Here's Mark, coming in to do the Saturday courier run to the branches.  He goggles at me and Marcia, "You wouldn't believe what I just went through!"  He evidently didn't see the e-mail about the street closings.  We commiserate, and trade getting-to-the-library-on-FAMU-homecoming stories.

Of course its almost completely dead now, at 10:25.  Other than pedestrians, no one can get here.

PC's for a bunch of assorted kids.  I indulge them, seating them next to their friends.

Here's agonistic Laverne, making her own computer reservation, thank God, now that she has a library card.

10:40  US Daughters of 1812 are here to use the 2nd floor conference room, a "daughters of" group I haven't heard of.  Hmmm... They are the Tallahassee "Treaty of Ghent" Chapter.

Here is another Daughter, asking directions, with a ribboned medal on her chest.  "Work of the Society includes ... providing reading materials to the American Merchant Marine Library Association (AMMLA) which was created to meet the demands of the men in our Merchant Marine for reading matter by providing an exchange Library Service to American ships."  Well well.  They are in our line of work, then.

## [COLLECTED MATERIAL]
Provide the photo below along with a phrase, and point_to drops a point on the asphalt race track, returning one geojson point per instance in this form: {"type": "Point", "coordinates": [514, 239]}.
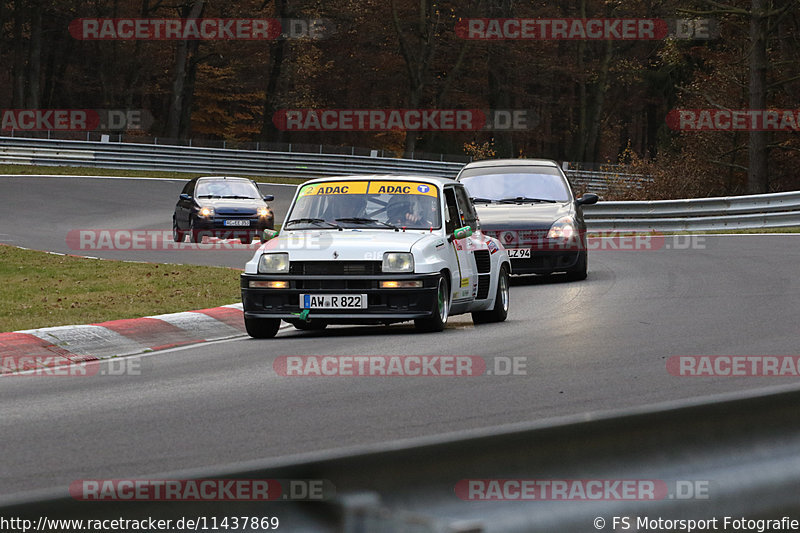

## [WHAT TO WORK ON]
**A)** In the library diary entry, what is the name of the Tallahassee chapter of the US Daughters of 1812?
**B)** Name every person identified by name in the library diary entry.
**C)** Continue the library diary entry, picking up right after its last sentence.

## [ANSWERS TO THE TASKS]
**A)** The "Treaty of Ghent" Chapter.

**B)** Mark, Marcia, Laverne

**C)**
PC's for Demetrius, Chumesia, Laqueshia, Monica.

Shush kids.  Demetrius's PC hung at sign-in, restart.

11:05  Phone:  Mr. Little needs addresses for corporate HQ's of Taco Ball, Subway and Home Depot.  He's not hearing too well this morning.  A lot of work to give him the info.

Phone:  Married to the Mouse:  Walt Disney World and Orlando by Richard E. Foglesong.  Hold for James.

Aforementioned bunch of kids want another session.  Sorry, I say, not without a library card.

Phone:  Early voting still happening at Ft. Braden branch?  Yes, through 6 pm today.

Woman needs dictionary of American regional English.  Take to shelf.

James picks up Disney book.

11:50  Man's been e-mailing us from Perry.  He needs our microfilm viewer to print out pages of electronics manuals on microfiche.  No one in Perry has one, not even the library.  Now he wants to know where he can buy silk screen fabric off the roll here.  I've been calling around.  Jo-Ann Fabrics said no.  Michael's Arts & Crafts said no.  Utrecht Art Supply Store, (formerly Bill's Art City) has pre-stretched screens, 18x24", but no rolls.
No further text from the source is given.